PROVIDED INFORMATION:

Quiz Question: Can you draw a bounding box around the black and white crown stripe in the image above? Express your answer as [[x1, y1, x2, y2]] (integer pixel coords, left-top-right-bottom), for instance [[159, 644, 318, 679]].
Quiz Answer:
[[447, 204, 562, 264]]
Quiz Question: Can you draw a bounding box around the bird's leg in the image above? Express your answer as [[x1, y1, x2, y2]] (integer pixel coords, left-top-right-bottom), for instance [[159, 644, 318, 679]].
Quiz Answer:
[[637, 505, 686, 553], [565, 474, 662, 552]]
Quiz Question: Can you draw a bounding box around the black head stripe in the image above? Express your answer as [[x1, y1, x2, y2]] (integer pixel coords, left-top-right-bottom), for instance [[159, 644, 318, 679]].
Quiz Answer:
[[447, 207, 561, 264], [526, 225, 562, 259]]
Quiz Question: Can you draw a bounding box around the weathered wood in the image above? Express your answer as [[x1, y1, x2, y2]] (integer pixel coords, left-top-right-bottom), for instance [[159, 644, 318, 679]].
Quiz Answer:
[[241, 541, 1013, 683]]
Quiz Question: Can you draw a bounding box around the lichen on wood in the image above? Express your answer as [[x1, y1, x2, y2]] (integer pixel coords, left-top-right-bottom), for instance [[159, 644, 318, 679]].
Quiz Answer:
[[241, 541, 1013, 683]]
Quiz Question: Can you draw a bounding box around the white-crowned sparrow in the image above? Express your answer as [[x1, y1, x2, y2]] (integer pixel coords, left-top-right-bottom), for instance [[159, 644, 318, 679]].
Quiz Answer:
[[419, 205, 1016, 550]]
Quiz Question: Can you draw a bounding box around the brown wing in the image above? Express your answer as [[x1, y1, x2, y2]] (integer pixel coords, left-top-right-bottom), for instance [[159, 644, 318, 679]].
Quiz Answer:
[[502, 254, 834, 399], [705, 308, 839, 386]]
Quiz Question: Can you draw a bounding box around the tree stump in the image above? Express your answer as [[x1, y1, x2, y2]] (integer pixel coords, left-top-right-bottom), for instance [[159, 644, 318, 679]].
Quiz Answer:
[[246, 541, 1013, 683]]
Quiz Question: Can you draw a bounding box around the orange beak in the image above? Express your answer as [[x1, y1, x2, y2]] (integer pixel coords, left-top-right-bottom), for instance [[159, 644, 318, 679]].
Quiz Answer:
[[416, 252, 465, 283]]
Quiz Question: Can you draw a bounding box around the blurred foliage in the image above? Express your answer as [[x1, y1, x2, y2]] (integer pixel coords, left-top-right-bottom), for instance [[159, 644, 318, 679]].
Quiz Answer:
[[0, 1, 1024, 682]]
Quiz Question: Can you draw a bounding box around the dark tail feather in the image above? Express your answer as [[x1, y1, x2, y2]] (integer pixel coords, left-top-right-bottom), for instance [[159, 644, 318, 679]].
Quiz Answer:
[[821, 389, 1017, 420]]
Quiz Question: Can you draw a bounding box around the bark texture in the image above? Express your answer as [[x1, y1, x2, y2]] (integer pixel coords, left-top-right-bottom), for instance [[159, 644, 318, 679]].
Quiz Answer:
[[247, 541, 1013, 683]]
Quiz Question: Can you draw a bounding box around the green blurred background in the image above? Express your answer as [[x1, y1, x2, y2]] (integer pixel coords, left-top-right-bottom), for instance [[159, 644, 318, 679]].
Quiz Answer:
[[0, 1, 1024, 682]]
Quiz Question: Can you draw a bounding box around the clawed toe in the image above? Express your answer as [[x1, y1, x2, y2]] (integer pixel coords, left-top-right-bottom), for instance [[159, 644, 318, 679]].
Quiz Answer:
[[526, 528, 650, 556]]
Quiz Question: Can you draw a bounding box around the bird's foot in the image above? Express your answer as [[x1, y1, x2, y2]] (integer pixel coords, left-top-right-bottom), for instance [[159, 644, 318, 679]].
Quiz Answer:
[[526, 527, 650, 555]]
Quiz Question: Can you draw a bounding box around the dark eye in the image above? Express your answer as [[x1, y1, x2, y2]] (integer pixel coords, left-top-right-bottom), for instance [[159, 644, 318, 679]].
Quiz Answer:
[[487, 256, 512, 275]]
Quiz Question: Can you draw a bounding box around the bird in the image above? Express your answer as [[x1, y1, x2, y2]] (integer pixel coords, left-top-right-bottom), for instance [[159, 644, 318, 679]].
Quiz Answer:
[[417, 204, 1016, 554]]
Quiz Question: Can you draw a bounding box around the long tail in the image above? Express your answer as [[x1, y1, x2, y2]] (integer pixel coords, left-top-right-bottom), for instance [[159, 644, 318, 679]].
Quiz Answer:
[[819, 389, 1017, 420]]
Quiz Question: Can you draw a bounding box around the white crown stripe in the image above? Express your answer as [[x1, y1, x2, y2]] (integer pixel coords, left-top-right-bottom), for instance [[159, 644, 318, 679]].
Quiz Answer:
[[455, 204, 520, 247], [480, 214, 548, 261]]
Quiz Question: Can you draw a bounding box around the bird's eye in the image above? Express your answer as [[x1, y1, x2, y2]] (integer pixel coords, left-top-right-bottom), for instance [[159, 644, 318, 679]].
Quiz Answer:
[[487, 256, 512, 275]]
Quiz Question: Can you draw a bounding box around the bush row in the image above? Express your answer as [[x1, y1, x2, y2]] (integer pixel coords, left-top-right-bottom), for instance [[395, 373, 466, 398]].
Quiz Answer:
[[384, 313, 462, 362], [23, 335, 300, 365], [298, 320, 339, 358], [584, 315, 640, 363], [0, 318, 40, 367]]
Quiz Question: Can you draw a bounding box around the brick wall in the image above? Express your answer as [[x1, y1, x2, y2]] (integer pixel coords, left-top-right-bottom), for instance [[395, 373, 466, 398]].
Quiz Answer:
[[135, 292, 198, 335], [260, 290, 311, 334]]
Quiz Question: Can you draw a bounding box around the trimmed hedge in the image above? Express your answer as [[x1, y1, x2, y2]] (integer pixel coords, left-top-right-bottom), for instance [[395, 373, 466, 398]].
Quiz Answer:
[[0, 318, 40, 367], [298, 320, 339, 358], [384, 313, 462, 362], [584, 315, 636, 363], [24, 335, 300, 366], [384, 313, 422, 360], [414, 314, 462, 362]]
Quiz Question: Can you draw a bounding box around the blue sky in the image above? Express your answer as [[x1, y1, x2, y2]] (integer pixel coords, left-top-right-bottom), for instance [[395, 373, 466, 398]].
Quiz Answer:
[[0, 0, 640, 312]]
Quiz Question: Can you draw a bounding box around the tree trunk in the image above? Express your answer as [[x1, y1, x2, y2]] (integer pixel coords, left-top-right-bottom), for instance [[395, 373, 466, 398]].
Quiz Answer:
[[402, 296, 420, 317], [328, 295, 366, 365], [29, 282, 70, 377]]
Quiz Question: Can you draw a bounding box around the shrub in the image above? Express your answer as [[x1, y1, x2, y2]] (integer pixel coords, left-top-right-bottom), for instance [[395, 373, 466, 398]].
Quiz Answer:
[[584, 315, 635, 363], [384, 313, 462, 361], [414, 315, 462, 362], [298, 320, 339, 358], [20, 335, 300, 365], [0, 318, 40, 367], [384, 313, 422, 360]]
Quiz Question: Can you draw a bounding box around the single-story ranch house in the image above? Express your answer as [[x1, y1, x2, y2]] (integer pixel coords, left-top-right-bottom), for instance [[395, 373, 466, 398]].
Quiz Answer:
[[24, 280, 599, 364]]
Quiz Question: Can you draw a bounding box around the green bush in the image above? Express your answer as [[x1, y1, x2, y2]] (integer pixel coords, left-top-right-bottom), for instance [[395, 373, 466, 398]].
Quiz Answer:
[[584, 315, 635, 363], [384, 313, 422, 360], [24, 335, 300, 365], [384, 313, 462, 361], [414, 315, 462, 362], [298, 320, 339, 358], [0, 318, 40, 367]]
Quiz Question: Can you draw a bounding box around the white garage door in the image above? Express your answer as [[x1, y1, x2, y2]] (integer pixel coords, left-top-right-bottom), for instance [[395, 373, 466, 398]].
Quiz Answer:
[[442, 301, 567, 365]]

...

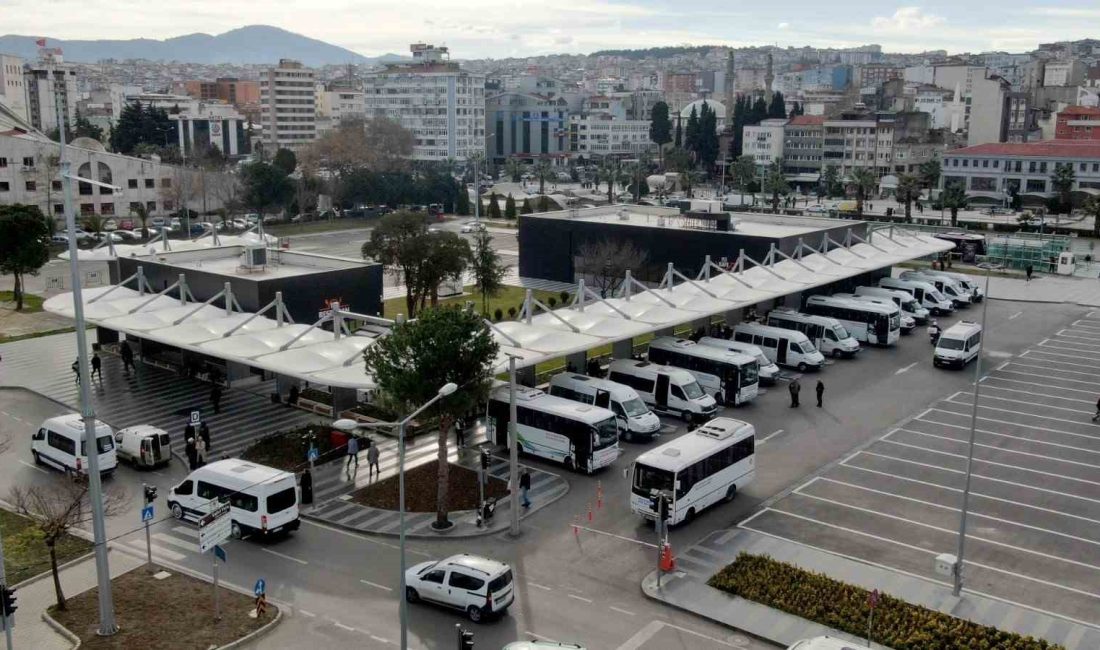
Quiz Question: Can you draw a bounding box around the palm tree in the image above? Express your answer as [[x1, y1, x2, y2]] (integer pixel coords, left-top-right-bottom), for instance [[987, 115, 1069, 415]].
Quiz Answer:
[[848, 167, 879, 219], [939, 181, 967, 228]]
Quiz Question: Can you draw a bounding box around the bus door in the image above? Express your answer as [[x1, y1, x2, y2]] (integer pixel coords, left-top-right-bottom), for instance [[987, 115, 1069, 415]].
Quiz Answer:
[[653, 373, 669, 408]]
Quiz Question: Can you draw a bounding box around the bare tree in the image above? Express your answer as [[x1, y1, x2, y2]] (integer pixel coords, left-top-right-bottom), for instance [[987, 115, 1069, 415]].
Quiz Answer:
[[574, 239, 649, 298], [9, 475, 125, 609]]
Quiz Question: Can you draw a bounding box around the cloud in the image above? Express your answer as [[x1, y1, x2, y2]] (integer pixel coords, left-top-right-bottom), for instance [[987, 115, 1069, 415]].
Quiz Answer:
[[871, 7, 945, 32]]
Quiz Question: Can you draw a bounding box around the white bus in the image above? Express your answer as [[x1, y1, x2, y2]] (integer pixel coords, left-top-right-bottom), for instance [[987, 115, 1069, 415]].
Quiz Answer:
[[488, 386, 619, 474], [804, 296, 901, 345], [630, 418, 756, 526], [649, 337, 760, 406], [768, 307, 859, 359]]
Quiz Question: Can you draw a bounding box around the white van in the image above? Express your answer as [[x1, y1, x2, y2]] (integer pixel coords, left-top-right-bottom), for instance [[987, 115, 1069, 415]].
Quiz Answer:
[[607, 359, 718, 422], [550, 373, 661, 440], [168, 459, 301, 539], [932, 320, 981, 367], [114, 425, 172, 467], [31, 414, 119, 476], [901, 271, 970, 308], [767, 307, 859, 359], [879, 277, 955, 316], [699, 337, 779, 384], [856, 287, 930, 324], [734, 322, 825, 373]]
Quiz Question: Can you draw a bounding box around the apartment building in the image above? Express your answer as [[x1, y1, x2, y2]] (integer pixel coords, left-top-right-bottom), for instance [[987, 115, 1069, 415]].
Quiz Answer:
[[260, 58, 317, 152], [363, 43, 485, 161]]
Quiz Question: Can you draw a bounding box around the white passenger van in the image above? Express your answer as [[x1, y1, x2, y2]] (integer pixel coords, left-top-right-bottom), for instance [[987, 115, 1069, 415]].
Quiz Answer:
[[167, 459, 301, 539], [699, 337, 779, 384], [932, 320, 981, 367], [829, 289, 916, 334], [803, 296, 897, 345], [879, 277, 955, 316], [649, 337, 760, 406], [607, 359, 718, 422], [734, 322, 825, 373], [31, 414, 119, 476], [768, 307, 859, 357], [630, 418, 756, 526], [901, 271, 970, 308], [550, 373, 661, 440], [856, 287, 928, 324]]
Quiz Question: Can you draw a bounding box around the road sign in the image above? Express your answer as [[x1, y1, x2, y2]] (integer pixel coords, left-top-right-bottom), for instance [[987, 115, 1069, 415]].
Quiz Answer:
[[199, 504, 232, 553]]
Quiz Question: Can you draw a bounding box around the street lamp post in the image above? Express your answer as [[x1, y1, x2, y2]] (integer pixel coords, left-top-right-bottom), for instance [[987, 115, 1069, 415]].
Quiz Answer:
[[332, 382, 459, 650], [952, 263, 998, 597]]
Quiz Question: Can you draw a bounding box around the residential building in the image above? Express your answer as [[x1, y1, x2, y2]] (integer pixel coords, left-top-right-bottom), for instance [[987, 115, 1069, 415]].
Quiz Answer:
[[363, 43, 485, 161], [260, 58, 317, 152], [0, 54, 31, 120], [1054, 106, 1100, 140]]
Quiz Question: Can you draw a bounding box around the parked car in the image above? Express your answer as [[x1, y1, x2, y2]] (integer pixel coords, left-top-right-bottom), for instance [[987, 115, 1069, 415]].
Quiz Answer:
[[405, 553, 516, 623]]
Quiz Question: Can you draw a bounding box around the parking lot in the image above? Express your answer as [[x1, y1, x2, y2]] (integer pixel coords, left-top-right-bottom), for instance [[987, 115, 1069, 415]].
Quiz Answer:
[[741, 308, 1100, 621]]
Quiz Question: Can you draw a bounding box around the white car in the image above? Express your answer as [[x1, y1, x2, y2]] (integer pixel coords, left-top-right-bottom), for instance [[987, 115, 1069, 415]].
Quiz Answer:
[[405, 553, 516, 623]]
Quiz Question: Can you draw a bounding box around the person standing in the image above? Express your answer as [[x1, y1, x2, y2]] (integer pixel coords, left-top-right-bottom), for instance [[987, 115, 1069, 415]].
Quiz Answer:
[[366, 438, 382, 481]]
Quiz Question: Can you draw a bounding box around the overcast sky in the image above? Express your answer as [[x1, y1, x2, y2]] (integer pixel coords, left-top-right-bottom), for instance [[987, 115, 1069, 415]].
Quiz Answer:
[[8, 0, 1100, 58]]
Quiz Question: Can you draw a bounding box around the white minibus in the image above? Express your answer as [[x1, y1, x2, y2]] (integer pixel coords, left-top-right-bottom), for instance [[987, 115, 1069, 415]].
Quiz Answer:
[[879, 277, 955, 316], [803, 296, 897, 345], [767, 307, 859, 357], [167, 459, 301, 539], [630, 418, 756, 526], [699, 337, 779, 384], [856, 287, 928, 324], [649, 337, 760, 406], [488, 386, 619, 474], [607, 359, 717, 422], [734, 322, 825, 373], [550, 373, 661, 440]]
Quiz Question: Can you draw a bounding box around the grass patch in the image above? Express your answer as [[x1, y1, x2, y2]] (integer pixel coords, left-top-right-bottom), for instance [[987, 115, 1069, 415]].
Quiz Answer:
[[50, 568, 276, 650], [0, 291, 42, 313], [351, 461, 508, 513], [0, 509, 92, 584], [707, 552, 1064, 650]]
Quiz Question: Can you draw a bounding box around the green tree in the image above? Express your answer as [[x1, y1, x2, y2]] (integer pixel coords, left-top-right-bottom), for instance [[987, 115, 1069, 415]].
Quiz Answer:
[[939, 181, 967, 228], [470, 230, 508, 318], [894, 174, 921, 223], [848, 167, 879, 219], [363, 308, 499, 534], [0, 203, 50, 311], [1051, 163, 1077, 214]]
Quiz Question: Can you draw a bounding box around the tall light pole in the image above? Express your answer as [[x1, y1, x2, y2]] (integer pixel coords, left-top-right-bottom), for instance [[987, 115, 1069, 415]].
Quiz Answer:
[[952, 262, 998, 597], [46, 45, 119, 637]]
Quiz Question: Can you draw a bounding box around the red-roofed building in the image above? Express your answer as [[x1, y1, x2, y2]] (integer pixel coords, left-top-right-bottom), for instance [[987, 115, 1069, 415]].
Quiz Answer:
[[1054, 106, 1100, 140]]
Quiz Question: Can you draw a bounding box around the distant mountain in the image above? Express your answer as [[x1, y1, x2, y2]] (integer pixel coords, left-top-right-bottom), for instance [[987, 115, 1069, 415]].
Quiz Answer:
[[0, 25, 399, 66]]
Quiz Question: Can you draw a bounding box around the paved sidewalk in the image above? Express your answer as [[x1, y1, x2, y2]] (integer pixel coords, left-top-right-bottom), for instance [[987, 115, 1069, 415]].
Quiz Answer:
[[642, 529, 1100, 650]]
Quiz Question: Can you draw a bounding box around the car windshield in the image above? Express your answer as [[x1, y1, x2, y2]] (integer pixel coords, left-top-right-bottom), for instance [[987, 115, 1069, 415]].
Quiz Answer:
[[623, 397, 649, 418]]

* * *

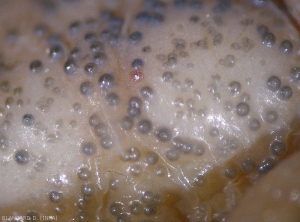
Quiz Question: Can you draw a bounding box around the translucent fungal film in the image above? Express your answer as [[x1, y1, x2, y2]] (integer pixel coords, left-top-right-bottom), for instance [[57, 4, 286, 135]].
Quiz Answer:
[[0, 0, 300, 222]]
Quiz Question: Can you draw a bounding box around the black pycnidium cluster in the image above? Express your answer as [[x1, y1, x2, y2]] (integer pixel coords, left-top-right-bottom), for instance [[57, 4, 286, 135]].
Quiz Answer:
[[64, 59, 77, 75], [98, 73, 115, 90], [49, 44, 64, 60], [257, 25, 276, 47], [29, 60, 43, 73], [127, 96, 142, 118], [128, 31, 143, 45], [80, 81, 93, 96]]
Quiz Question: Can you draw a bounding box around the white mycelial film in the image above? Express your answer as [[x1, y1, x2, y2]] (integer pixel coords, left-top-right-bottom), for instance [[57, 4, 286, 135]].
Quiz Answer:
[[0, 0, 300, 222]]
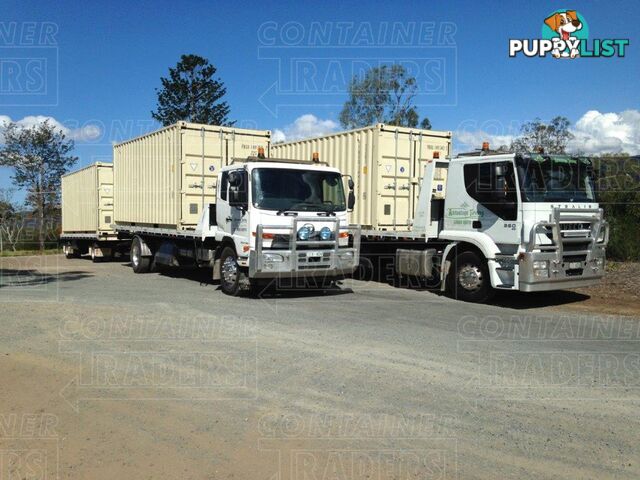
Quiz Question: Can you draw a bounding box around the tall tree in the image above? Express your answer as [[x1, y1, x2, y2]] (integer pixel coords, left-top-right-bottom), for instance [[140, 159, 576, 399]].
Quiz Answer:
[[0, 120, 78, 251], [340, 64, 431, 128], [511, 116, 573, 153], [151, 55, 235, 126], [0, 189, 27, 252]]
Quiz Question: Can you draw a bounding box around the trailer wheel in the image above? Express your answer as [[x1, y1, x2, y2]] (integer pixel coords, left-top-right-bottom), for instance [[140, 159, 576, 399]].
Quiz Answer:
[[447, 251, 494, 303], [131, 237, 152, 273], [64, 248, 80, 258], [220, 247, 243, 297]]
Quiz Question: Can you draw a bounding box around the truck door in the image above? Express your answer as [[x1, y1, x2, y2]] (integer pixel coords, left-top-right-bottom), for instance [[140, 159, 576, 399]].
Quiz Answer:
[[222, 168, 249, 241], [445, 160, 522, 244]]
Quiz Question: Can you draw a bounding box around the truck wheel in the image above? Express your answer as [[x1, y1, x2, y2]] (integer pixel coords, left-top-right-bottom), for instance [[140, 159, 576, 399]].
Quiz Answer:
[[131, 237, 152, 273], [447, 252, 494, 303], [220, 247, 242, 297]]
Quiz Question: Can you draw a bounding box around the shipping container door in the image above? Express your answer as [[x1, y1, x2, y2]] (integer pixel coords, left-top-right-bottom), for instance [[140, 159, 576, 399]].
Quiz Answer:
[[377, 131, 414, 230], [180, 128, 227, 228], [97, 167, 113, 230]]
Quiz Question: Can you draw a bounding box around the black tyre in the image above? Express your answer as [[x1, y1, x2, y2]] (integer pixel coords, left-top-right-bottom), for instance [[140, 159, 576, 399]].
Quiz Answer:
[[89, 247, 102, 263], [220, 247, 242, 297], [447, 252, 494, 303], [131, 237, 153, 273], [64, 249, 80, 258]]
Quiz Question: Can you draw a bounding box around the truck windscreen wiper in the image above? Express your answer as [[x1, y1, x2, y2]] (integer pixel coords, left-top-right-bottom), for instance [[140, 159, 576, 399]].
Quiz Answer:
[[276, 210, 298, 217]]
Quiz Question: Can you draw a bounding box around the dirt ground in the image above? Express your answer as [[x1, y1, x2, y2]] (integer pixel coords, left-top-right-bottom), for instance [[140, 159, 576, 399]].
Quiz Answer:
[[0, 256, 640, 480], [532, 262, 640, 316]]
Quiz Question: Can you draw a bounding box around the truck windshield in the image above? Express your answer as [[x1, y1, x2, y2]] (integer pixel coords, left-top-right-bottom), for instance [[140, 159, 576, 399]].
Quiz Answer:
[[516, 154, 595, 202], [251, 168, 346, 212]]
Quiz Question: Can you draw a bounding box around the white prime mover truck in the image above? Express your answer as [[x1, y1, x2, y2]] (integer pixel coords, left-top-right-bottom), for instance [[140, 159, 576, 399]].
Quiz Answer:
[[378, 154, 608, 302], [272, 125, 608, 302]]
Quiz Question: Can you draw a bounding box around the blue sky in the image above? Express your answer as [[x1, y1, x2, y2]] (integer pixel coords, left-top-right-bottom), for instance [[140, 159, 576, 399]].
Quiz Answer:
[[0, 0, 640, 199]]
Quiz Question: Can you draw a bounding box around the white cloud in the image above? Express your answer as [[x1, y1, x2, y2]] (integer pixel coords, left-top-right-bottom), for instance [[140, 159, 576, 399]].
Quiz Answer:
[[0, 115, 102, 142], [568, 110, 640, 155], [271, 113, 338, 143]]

TASK TO CARRY OUT: Please copy out the lines of the entries above verbatim, beginning with the line that contains "Quiz Question: Can you draw a bounding box around the clawed" and continuing through the line that contains "[[526, 527, 650, 555]]", with both of those lines included.

REPLY:
Quiz Question: Can you draw a bounding box around the clawed toe in the image above? Express your answer as [[x1, y1, x2, y2]] (integer pixel coords, left-top-right-bottom), for instance [[159, 644, 318, 679]].
Quiz Answer:
[[526, 528, 650, 556]]
Quiz Question: Can you draw a bounding box around the bird's foot in the image above? Express your answer as [[x1, y1, x2, y2]] (integer pixel coords, left-top-right-bottom), for instance [[159, 644, 318, 679]].
Quiz Answer:
[[526, 527, 650, 555]]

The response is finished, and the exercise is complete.